* **TASK TO CARRY OUT**: Exactly as given, repeat all of the entries.

(Part of a data file)
----------------
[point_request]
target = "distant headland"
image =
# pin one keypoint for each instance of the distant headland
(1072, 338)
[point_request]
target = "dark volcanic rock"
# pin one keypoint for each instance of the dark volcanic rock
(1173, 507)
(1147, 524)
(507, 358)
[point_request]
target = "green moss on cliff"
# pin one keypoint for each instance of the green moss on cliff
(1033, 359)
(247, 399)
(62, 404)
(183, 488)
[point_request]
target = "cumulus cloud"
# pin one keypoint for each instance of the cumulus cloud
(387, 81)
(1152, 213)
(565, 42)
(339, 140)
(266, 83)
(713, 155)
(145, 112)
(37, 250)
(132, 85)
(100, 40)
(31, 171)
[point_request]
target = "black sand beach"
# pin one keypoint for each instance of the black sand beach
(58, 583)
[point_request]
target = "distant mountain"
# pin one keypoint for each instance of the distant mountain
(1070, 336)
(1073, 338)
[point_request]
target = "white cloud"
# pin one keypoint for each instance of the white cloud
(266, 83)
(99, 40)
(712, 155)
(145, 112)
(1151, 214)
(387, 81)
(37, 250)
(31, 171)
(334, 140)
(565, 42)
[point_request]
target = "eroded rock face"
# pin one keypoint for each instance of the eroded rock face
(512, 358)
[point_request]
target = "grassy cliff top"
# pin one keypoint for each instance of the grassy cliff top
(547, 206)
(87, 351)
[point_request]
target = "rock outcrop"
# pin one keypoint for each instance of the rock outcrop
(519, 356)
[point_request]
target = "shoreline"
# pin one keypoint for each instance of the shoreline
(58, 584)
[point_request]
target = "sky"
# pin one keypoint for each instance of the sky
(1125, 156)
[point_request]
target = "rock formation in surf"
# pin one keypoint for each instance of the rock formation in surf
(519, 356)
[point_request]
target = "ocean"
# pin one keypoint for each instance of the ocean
----------------
* **OUTPUT**:
[point_request]
target = "distant headland"
image =
# pin one keypoint for each instance of the distant headland
(1072, 338)
[point_request]
target = "dark volcanic rock"
# pin one keypoint for each instance of the dark volcanic rock
(1173, 507)
(1147, 524)
(507, 358)
[point_request]
target = "green moss on cliff"
# pin one keypoint for each instance of the green moss on cliff
(1033, 359)
(247, 399)
(62, 404)
(183, 488)
[point_request]
target = "cumulus cloud"
# pin one keypoint for each instance of the cumulus cloud
(387, 81)
(1152, 213)
(565, 42)
(339, 140)
(266, 83)
(713, 155)
(145, 112)
(37, 250)
(132, 85)
(100, 40)
(31, 171)
[point_request]
target = "black sand beach"
# pin one keypoint for each instance of the black sand beach
(58, 583)
[point_request]
target = "distant mountain"
# pin one keypoint for each instance of the distant mountain
(1070, 336)
(1073, 338)
[point_request]
target = "white cloud"
# pin one keypoint for each instance of the white cloud
(266, 83)
(99, 40)
(712, 155)
(145, 112)
(1151, 214)
(387, 81)
(37, 250)
(31, 171)
(334, 140)
(565, 42)
[point_request]
target = "eroded rock face"
# pin one keypoint for each instance of the eroded rock face
(512, 358)
[point_request]
target = "grassy cliff top"
# pin one keypoint for each instance of the grassy cliff top
(547, 206)
(87, 351)
[point_request]
target = "rock outcrop"
# pin one keypoint for each instance of the rock outcrop
(519, 356)
[point_request]
target = "shoreline"
# pin one keypoint for each instance of the shoreline
(58, 584)
[point_request]
target = "sky"
# pin one keypoint for each instance of the sky
(1125, 156)
[point_request]
target = "rock formation in surf"
# pin one keypoint for each instance of the rock formation in surf
(519, 356)
[point_request]
target = "ocean"
# pin one keypoint for each instance of the ocean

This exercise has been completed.